_Page extract_
## start
- Country: United States
- Branch: United States Army Reserve
- Size: Brigade
- Part of: 4th Expeditionary Sustainment Command
- Garrison/HQ: Corpus Christi, Texas

= 211th Regional Support Group =

The 211th Regional Support Group is a United States Army Reserve unit which controls two Combat Sustainment Support Battalions within Texas.

== Units ==
The group is a subordinate unit of the 4th Expeditionary Sustainment Command. As of January 2026 the group consists of the following units:

- 211th Regional Support Group, in Corpus Christi (TX)
  - Headquarters and Headquarters Company, 211th Regional Support Group, in Corpus Christi (TX)
  - 319th Combat Sustainment Support Battalion, in Harlingen (TX)
## end
_Tasks to perform_
- 1) According to the page on the 211th Regional Support Group, which command is the group part of?
- 2) Reproduce word for word the part of the 211th Regional Support Group page that begins at "- Country: United" and ends after "Battalions within Texas.".

_Recorded data_
## start
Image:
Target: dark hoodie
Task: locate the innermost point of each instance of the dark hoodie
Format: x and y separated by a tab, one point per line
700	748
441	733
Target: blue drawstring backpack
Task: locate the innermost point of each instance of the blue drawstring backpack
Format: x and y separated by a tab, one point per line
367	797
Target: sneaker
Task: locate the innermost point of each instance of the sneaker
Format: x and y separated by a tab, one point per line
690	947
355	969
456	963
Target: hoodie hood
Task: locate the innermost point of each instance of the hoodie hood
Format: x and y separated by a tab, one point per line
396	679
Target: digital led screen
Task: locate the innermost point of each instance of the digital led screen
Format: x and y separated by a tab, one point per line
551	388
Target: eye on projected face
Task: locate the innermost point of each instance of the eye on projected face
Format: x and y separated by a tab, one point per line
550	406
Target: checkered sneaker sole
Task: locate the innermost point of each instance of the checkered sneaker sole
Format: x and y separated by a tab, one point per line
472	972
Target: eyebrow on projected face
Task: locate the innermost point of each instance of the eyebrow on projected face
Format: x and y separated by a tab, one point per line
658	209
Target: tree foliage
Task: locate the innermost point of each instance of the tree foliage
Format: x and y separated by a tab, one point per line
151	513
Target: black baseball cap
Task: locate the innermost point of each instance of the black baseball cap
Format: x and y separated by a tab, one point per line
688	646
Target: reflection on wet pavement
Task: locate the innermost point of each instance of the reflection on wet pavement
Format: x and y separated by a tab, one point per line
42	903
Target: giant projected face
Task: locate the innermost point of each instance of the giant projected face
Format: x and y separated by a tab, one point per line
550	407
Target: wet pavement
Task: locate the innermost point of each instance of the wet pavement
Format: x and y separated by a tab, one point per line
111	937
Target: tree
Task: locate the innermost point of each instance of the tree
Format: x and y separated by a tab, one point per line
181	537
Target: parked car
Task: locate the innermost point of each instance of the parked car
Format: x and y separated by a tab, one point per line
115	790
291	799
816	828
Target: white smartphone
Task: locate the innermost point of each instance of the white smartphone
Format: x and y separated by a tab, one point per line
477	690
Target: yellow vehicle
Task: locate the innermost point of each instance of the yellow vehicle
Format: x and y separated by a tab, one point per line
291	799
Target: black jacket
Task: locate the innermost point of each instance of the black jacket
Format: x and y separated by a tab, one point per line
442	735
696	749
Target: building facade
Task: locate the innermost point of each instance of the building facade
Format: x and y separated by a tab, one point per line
## end
_Correct answers_
- 1) The 4th Expeditionary Sustainment Command.

- 2)
- Country: United States
- Branch: United States Army Reserve
- Size: Brigade
- Part of: 4th Expeditionary Sustainment Command
- Garrison/HQ: Corpus Christi, Texas

= 211th Regional Support Group =

The 211th Regional Support Group is a United States Army Reserve unit which controls two Combat Sustainment Support Battalions within Texas.